発題 「宣教基本方策」(1961年)を巡り議論
 3月5~6日、2017年度日本基督教団宣教方策会議が富士見町教会を会場に、主題を「日本伝道をどう考えていくか~宣教基本方策をもとに」と題して開催された。教団四役はじめ、教団内の各委員会、教区代表者等合わせて84名が出席した。

 米倉美佐男宣教委員長が、個人的な意見としつつ、「色々な問題を抱えている教団であるが、日本基督教団信仰告白と教憲教規を整えていく中で教団が教会と成ることを願っている。様々な意見があろうが、会の中で忌憚なく話し合いたい」と挨拶し、教職・信徒各2名の発題を聞くところから会議が始められた。

 最初の発題者は古澤啓太牧師(神戸東部教会)。同氏は冒頭、「教団のバラバラさに自信を持つべき」と語り、現行の宣教基本方策を詳細に分析し、「基礎」「教会」「教職」「信徒」「伝道」「内外協力」「調査広報」「機構」という宣教方策の8つの項目それぞれについて、数々の提案をした。

 続いての発題者は西谷美和子氏(大宮教会員)。「日本伝道とは、神の家族がキリストの愛に応え、受容し合う歩み」と題して女性信徒の視点から発題した。大宮教会の牧会の状況を紹介し、全国教会婦人会連合の働きに言及しつつ、「信徒一人ひとりが祭司として執り成し合い、悲しみ、喜びを受容する信仰に立つとき、イエスの名によって福音を宣べ伝えることが出来る」と結んだ。

• **データ欄**:
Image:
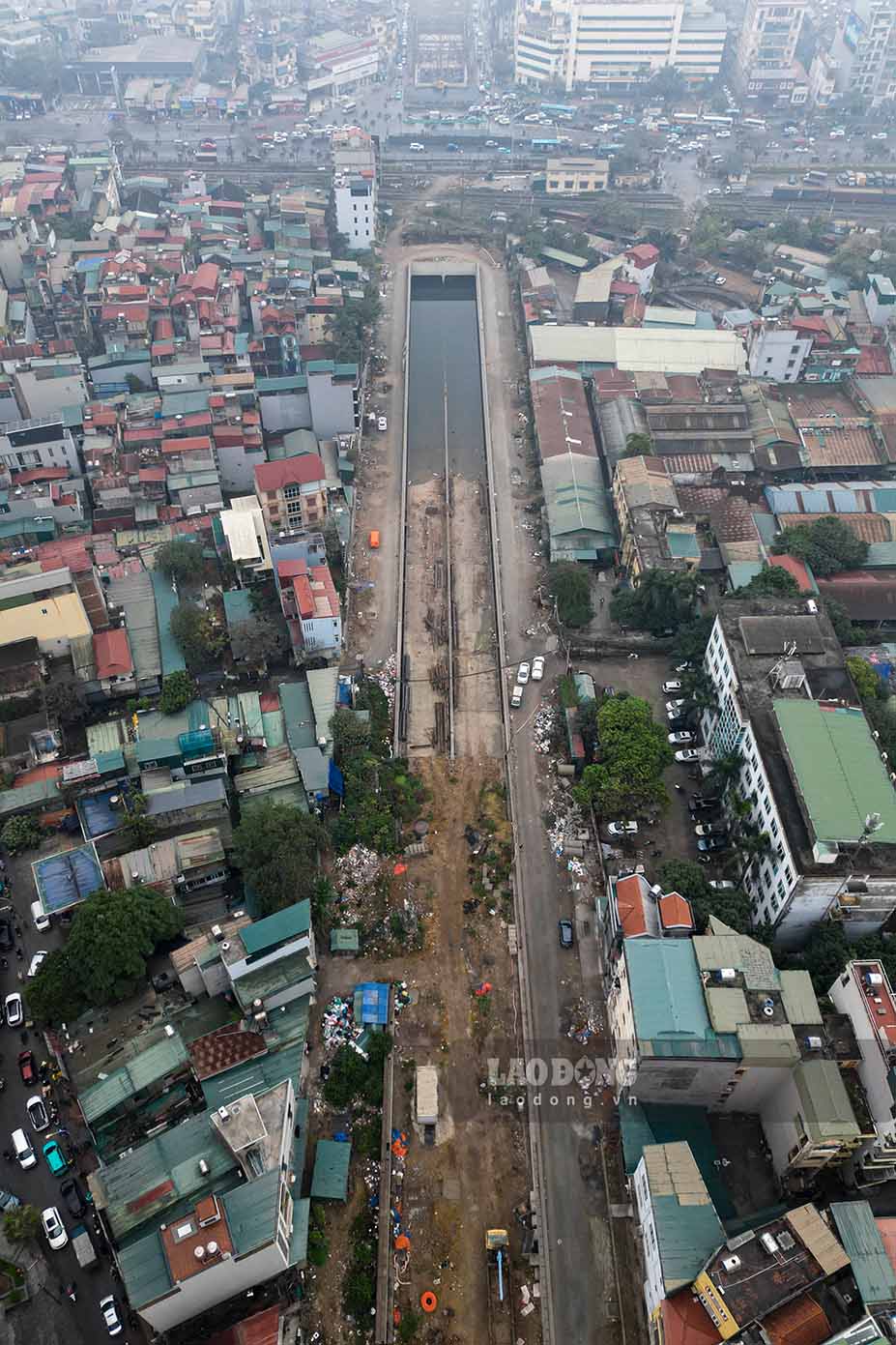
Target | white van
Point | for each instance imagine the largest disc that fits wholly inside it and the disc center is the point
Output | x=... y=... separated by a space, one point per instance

• **課題**:
- 1) 抜粋文によると、2017年度日本基督教団宣教方策会議の会場はどこか。
- 2) 抜粋文から、「米倉美佐男宣教委員長が、個人」を含む語句で始まり「えることが出来る」と結んだ。」で終わる部分を、一字も変えずに書き写してください。

• **最終結果**:
- 1) 富士見町教会

- 2)
米倉美佐男宣教委員長が、個人的な意見としつつ、「色々な問題を抱えている教団であるが、日本基督教団信仰告白と教憲教規を整えていく中で教団が教会と成ることを願っている。様々な意見があろうが、会の中で忌憚なく話し合いたい」と挨拶し、教職・信徒各2名の発題を聞くところから会議が始められた。

 最初の発題者は古澤啓太牧師(神戸東部教会)。同氏は冒頭、「教団のバラバラさに自信を持つべき」と語り、現行の宣教基本方策を詳細に分析し、「基礎」「教会」「教職」「信徒」「伝道」「内外協力」「調査広報」「機構」という宣教方策の8つの項目それぞれについて、数々の提案をした。

 続いての発題者は西谷美和子氏(大宮教会員)。「日本伝道とは、神の家族がキリストの愛に応え、受容し合う歩み」と題して女性信徒の視点から発題した。大宮教会の牧会の状況を紹介し、全国教会婦人会連合の働きに言及しつつ、「信徒一人ひとりが祭司として執り成し合い、悲しみ、喜びを受容する信仰に立つとき、イエスの名によって福音を宣べ伝えることが出来る」と結んだ。